## Document excerpt
▼▼▼
Why OpenAI’s new model is such a big deal
I thought OpenAI’s GPT-4o, its leading model at the time, would be perfectly suited to help. I asked it to create a short wedding-themed poem, with the constraint that each letter could only appear a certain number of times so we could make sure teams would be able to reproduce it with the provided set of tiles. GPT-4o failed miserably. The model repeatedly insisted that its poem worked within the constraints, even though it didn’t. It would correctly count the letters only after the fact, while continuing to deliver poems that didn’t fit the prompt. Without the time to meticulously craft the verses by hand, we ditched the poem idea and instead challenged guests to memorize a series of shapes made from colored tiles. (That ended up being a total hit with our friends and family, who also competed in dodgeball, egg tosses, and capture the flag.)
However, last week OpenAI released a new model called o1 (previously referred to under the code name “Strawberry” and, before that, Q*) that blows GPT-4o out of the water for this type of purpose.
▲▲▲
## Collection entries
▼▼▼
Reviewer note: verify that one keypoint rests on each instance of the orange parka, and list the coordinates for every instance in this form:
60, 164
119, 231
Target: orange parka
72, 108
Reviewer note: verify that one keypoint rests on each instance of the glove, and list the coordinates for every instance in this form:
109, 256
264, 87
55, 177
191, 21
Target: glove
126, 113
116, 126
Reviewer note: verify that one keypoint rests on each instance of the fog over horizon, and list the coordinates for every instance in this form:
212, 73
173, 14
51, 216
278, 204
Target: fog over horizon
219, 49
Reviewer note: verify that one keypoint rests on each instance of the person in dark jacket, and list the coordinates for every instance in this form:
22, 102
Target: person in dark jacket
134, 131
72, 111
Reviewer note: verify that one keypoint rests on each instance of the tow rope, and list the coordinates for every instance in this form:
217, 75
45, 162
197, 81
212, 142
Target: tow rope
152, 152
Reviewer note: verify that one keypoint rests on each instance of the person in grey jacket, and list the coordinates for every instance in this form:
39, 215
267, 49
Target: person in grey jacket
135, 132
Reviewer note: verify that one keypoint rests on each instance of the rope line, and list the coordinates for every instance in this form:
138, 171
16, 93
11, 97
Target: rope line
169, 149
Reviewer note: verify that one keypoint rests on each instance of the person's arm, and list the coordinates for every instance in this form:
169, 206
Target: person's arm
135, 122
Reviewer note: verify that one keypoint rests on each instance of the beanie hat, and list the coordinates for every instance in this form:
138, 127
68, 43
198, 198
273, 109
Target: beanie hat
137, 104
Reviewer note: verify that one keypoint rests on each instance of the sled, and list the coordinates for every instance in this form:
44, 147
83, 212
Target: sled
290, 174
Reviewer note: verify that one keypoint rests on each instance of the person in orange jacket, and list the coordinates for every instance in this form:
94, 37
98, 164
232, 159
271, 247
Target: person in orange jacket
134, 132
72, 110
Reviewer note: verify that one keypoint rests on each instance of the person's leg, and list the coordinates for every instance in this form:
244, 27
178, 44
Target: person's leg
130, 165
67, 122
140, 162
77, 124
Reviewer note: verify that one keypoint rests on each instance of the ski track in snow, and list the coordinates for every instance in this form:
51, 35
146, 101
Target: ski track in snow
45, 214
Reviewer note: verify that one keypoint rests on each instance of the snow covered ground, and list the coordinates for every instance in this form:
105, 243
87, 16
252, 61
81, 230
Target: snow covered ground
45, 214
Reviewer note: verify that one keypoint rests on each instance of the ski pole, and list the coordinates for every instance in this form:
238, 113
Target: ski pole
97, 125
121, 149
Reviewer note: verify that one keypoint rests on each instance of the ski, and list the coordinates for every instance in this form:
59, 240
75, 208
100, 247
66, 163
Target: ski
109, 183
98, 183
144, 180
▲▲▲
## Problems and tasks
[1] In the OpenAI model article, what were guests challenged to do after the poem idea was dropped?
[2] Echo the part of the OpenAI model article that opens with the words containing "Why OpenAI’s new" and closes with "capture the flag.)".
The collection entries play no role here.

## Answer section
[1] Memorize a series of shapes made from colored tiles.

[2]
Why OpenAI’s new model is such a big deal
I thought OpenAI’s GPT-4o, its leading model at the time, would be perfectly suited to help. I asked it to create a short wedding-themed poem, with the constraint that each letter could only appear a certain number of times so we could make sure teams would be able to reproduce it with the provided set of tiles. GPT-4o failed miserably. The model repeatedly insisted that its poem worked within the constraints, even though it didn’t. It would correctly count the letters only after the fact, while continuing to deliver poems that didn’t fit the prompt. Without the time to meticulously craft the verses by hand, we ditched the poem idea and instead challenged guests to memorize a series of shapes made from colored tiles. (That ended up being a total hit with our friends and family, who also competed in dodgeball, egg tosses, and capture the flag.)